Heather's Musingshave-a-good-cry

Us Brits are famous for our stiff upper lip and like many of us, I have been holding it together with as much optimism as I can muster through these weeks of lockdown. However, any emotions we are feeling need space to move through us, or else they get suppressed, they fester and then they cause more problems in the future. It is a bit like a beach ball in water. The harder we push our emotions down the greater the force they pop up with later.

 

Compassion based mindfulness practice can create the conditions for our emotions to move through us. A sense of common humanity, that we are not on our own in our difficulty, which comes from practicing together and sharing our experiences, can also help. Why not join us at one of our daily evening sits or daytime morning sits. Click here for more information.

 

I get a sense that I am facing what I can cope with, supported by my practice, but that there is more being pushed under that I am not facing. I experience this in increased tension in my body, in my hands, shoulders and jaw – certainly some unprocessed fight energy there! I also experience a tendency towards feelings of tearfulness around my eyes.

 

Last week I co-led the Compassion Based Living Course (CBLC) teaching skills retreat. The retreat moved online, but was a powerful and heart opening experience for us all. What better thing to be doing at this time than facilitating more teachers to develop their compassion teaching practice so as to spread compassion based mindfulness to more people in this world that sorely needs it.

EXTRACTED DATA »
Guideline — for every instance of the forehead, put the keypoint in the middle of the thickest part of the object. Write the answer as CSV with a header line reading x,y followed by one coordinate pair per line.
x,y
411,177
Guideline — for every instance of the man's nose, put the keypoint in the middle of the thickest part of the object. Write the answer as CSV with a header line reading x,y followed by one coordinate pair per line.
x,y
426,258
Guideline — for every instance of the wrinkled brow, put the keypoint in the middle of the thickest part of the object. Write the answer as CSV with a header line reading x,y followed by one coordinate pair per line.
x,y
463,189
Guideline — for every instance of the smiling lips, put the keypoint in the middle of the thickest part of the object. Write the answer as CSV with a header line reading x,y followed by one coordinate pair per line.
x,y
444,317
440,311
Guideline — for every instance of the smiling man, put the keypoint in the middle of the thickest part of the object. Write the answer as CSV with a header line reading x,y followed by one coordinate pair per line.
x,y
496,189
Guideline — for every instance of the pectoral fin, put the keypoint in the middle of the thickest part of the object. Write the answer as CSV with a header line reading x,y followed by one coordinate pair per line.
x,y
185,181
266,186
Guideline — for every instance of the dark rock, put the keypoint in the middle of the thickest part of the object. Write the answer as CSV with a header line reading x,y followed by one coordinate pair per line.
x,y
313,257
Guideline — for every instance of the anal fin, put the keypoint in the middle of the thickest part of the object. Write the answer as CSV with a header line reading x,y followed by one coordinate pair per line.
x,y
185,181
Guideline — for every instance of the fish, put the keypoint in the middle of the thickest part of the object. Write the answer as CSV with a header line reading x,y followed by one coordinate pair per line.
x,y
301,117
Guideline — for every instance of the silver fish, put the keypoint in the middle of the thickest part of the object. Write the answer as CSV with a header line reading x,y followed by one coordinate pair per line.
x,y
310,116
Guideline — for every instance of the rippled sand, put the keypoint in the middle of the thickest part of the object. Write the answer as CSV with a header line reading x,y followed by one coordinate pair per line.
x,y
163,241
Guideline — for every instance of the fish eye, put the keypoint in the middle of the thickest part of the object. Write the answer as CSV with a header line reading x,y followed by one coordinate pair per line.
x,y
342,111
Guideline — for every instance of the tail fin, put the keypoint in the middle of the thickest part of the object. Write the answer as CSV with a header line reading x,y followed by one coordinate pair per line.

CHECK YOUR UNDERSTANDING »
**a)** Decide whether each statement agrees with the lockdown blog post. Answer yes or no for each, and quote the words of the post that decide it. (i) The writer notices tension in the hands, shoulders and jaw. (ii) The Compassion Based Living Course teaching skills retreat was called off. (iii) The post compares emotions that are pushed down to a beach ball in water that pops up with more force.
**b)** Write the next part of the lockdown blog post, picking up right after its final sentence.

ANSWERS TO THIS EXERCISE »
**a)**
(i) Yes: "I experience this in increased tension in my body, in my hands, shoulders and jaw"
(ii) No: "The retreat moved online, but was a powerful and heart opening experience for us all."
(iii) Yes: "It is a bit like a beach ball in water. The harder we push our emotions down the greater the force they pop up with later."

**b)**
 

At the retreat there were a few tears shed. In my view this is always a good sign that our practice is reaching deeply into our hearts. Then we can transform.

 

So the practice I am recommending this week is to have a good cry. Allow any pent up emotions to move through. Crying is an emotional release mechanism that can aid mental wellbeing. It seems that way to me. It can also help to flush stress hormones out of the system. I generally feel a lot better after a good cry – although my eyes do get a bit puffy!

 

A good way to do this is to listen to some music which is guaranteed to make you cry. At the moment I well up each time I listen to the song Pompeii by the band Bastille. A song my daughter, who I haven’t seen now for a long time, introduced me to. It references another disaster but quite prophetic for these times. I ponder the line:

 

How am I going to be an optimist about this?’

 

How indeed!

 

My other recommendation might be a good disaster movie, like ‘The Day After Tomorrow’ or another movie that might lead a few tears to be shed. Although, I would avoid the film ‘Contagion’ as it is a bit too close to reality!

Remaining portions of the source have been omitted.